→ Your task:
Summarize the text below on low-footprint solar power in three sentences.

── Page excerpt

Delivering Big Solar with a Small Footprint

While the world's energy demand increases at an unparalleled rate, the need to meet that demand with cleaner sources of energy is growing even faster. Solar energy offers an abundant and sustainable energy supply, but as the New York Times reported, expectations are growing that the solar technologies themselves must also have a low carbon footprint – from the materials used to manufacture panels to the water and land required to produce solar energy.   In comparing the various technologies used to create electricity from the sun, concentrator photovoltaic (CPV) solar technology has the lightest environmental impact.
Solar power’s environmental impact is of critical concern, especially in regards to water and land use. In California, Senator Dianne Feinstein is reintroducing the California Desert Protection Act. The legislation proposes to set aside new lands in the Mojave Desert for conservation, recreation, and other purposes. The “California Desert Protection Act of 2011” proposes the following:

• Create the Mojave Trails National Monument, protecting 941,000 acres of federal land. 
• Create the Sand to Snow National Monument, encompassing 134,000 acres of federal land.
• Add adjacent lands to Joshua Tree National Park, Death Valley National Park, and the Mojave National Preserve. 
• Protect nearly 76 miles of four important waterways. 
• Designate five new wilderness areas. 
• Designate approximately 250,000 acres of Bureau of Land Management wilderness areas near Fort Irwin.

Environmental stewardship is a value that today’s solar industry leaders must hold in high regard. Solar companies must be committed to providing the world with a viable solution for clean energy throughout the solar equipment’s lifecycle, from cradle-to-cradle. In the instance of CPV technology, the combination of high efficiency systems and a small amount of photovoltaic material make the technology environmentally advantaged in a number of ways including the fastest energy payback – 6 months compared to nearly 2 years for silicon PV.

────
── Supplied data

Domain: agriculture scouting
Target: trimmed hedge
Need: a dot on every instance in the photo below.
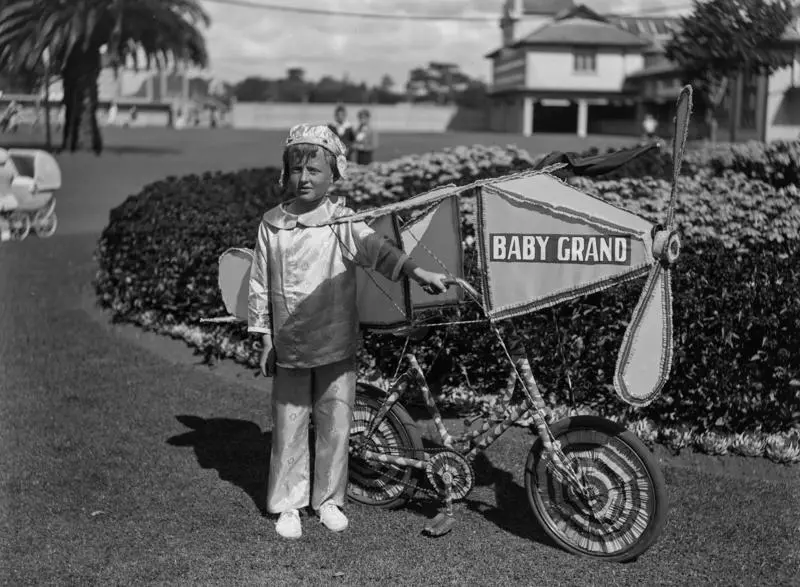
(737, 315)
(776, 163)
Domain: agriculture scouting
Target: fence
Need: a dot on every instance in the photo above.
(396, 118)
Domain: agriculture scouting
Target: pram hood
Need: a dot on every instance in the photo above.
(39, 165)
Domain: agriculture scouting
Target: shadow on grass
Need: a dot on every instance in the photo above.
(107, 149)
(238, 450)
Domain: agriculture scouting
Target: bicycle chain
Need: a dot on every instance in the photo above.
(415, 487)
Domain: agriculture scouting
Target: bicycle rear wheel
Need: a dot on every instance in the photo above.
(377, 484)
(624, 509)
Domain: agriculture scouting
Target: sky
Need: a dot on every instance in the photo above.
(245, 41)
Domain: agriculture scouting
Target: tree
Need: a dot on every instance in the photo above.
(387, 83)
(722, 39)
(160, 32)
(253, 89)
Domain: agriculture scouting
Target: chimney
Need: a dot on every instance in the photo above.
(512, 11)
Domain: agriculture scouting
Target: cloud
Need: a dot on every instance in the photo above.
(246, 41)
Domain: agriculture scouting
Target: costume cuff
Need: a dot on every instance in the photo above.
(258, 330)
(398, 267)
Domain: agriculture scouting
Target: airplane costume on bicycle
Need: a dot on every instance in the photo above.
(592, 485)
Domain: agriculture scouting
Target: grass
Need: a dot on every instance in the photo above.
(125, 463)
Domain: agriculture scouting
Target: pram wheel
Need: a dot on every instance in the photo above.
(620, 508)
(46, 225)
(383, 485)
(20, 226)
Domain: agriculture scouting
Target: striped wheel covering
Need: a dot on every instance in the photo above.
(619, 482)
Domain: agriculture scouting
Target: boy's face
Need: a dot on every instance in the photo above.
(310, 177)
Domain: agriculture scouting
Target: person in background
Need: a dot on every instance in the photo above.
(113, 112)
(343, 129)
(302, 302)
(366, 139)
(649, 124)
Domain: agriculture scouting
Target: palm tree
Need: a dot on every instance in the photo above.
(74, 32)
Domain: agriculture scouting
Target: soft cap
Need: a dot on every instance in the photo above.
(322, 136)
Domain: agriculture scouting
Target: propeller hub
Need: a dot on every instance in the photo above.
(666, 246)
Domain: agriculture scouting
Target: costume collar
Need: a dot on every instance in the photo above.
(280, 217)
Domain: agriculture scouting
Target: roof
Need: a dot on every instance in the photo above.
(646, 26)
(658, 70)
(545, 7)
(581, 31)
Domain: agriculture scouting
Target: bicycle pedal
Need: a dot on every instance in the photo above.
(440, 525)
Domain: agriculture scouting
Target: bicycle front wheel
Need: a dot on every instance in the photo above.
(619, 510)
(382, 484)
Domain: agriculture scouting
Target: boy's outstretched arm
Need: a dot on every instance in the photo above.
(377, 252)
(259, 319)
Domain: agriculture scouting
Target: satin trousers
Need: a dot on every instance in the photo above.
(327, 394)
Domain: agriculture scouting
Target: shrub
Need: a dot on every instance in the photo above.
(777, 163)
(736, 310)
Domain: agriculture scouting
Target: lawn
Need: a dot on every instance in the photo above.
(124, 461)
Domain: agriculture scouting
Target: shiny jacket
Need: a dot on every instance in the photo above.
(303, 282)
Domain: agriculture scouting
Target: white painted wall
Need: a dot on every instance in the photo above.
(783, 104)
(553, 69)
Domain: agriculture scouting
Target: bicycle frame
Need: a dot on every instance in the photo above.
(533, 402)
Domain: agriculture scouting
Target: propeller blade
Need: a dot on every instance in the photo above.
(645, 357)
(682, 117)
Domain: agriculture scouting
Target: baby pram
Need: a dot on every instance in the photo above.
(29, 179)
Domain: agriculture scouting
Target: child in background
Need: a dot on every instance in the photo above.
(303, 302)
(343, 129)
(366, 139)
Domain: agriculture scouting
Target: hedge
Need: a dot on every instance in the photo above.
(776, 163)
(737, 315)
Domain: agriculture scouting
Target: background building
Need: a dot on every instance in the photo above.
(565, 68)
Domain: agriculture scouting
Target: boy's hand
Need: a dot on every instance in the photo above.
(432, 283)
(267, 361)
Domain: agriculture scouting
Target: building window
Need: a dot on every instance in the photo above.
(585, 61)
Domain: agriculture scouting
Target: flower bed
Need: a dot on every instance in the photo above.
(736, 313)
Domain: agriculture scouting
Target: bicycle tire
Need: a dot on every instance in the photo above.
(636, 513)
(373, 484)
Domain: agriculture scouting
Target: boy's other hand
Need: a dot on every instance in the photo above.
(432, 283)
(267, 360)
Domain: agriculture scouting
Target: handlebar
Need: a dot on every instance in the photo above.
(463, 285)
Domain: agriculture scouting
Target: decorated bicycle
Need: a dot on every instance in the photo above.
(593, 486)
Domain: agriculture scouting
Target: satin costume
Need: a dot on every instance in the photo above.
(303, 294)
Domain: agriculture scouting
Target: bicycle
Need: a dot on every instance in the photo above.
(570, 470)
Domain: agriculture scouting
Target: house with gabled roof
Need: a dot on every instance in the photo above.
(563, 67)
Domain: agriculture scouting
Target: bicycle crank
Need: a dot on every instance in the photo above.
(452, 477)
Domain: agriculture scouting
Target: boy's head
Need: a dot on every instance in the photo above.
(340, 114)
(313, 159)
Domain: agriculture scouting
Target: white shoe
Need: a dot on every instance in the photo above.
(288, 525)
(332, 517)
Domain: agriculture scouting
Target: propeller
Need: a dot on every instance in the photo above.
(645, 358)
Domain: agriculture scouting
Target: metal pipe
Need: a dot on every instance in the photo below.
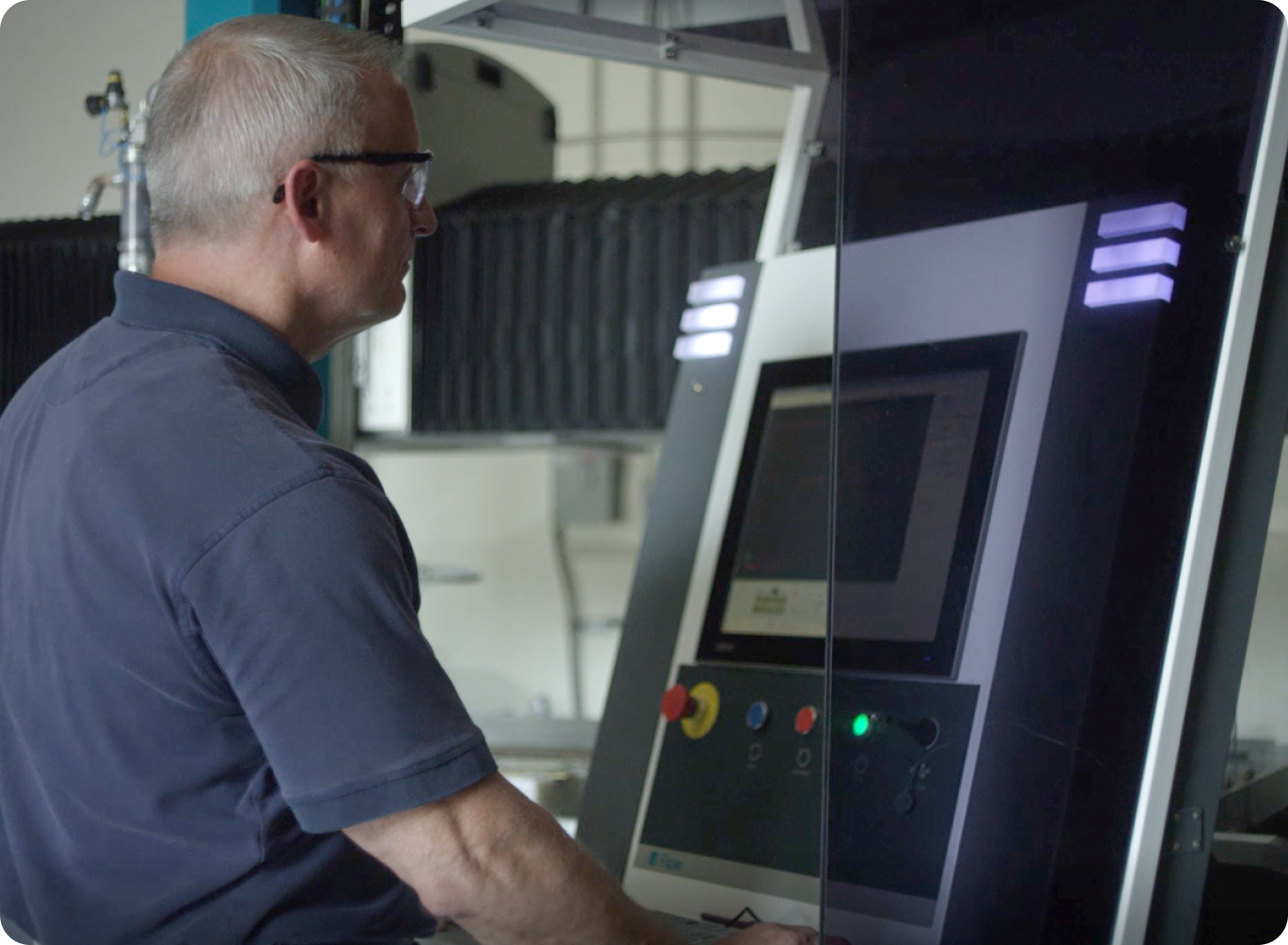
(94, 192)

────
── Supplied data

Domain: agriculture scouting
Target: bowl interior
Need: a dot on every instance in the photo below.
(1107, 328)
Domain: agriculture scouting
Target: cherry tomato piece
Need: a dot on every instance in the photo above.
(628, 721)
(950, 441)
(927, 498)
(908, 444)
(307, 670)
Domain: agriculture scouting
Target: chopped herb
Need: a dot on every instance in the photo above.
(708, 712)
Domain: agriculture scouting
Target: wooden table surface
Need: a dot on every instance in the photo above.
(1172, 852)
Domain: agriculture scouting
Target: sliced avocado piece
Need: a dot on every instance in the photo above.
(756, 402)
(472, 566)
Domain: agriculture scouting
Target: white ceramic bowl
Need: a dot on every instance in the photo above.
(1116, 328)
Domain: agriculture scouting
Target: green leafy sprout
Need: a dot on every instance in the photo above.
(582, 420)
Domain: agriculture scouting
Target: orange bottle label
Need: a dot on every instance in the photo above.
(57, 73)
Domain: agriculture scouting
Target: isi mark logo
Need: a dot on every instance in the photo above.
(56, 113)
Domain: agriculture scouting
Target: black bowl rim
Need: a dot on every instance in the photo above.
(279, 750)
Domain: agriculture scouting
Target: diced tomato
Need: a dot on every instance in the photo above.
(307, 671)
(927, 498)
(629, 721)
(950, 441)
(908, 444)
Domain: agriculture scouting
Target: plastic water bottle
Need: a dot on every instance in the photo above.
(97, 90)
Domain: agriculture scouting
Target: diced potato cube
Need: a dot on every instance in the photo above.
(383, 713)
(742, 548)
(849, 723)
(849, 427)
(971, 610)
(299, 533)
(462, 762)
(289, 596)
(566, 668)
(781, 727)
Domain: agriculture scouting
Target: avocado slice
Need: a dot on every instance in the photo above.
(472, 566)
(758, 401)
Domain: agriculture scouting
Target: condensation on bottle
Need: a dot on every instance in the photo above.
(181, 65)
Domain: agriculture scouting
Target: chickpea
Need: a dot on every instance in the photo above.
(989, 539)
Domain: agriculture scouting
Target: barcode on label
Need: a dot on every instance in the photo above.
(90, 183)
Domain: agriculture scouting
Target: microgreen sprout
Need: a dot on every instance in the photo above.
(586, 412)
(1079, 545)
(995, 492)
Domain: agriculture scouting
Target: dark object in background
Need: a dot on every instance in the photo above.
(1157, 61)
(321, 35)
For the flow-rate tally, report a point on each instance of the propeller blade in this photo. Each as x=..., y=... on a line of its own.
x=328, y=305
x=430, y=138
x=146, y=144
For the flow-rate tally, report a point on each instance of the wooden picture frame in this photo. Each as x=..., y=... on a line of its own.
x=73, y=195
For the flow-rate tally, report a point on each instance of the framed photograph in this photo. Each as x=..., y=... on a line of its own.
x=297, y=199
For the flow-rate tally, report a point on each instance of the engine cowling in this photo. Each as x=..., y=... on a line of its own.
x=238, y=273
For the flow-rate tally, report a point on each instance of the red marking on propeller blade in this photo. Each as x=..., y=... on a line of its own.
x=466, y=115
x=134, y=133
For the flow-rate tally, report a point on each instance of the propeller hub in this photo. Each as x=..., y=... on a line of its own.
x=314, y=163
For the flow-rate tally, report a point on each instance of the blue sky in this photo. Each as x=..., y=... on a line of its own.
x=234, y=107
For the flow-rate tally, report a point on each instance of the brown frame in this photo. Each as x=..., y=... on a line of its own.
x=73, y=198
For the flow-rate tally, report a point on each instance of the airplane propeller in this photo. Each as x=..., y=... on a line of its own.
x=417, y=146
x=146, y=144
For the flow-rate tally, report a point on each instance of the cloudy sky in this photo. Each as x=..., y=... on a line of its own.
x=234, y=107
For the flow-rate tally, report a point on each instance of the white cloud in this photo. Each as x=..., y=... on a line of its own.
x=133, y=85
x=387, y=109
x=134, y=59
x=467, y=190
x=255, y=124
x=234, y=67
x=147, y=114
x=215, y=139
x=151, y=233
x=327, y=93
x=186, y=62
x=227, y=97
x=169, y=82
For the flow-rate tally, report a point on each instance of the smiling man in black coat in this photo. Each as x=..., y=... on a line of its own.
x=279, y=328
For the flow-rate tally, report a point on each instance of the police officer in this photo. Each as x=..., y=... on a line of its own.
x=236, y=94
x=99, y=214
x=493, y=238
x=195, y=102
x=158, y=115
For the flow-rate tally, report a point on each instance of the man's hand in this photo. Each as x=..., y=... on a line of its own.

────
── Supplied data

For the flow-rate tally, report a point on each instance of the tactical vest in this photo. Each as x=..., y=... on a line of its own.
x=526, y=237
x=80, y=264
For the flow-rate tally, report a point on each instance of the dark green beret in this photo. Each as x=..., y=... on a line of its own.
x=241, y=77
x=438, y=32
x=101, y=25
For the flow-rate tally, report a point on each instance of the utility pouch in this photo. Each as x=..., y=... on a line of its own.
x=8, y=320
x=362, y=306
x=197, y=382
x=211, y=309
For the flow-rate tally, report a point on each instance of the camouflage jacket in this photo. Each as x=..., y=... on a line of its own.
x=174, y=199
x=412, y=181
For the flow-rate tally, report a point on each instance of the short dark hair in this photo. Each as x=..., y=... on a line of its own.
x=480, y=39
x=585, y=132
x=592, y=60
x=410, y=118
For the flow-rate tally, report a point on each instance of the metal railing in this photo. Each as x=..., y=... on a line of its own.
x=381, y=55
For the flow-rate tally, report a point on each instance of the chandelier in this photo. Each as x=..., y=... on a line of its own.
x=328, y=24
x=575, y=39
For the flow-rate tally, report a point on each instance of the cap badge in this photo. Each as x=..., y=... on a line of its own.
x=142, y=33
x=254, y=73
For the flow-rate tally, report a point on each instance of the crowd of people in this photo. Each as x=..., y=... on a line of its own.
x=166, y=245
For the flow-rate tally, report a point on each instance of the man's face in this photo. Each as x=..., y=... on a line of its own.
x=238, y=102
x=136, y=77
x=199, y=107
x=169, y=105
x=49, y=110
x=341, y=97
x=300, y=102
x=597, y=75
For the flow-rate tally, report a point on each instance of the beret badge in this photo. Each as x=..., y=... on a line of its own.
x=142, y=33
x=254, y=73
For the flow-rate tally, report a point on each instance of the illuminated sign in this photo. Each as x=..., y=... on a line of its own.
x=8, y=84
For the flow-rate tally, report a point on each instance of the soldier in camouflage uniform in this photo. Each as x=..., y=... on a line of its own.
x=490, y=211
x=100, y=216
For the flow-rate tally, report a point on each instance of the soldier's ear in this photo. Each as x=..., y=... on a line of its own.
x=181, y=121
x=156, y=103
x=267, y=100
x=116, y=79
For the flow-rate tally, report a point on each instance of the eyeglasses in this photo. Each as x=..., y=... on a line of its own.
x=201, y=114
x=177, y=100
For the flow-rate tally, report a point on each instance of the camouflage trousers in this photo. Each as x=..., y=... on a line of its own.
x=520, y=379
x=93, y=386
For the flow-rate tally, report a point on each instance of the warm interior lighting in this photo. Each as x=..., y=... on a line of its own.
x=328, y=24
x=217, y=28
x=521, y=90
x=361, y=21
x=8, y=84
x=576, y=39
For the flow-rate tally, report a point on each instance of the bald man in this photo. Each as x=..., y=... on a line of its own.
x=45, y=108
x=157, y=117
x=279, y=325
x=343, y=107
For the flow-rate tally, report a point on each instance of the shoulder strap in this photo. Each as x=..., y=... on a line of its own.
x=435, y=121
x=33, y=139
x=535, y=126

────

→ Solution:
The need for cleaner energy is growing faster than energy demand, and solar technologies are increasingly expected to have a low carbon footprint, with concentrator photovoltaic (CPV) technology having the lightest environmental impact. Solar power's impact on water and land is a critical concern, and in California Senator Dianne Feinstein is reintroducing the California Desert Protection Act to set aside new Mojave Desert lands for conservation, recreation, and other purposes. CPV's high-efficiency systems and small amount of photovoltaic material give it advantages that include the fastest energy payback: 6 months, compared with nearly 2 years for silicon PV.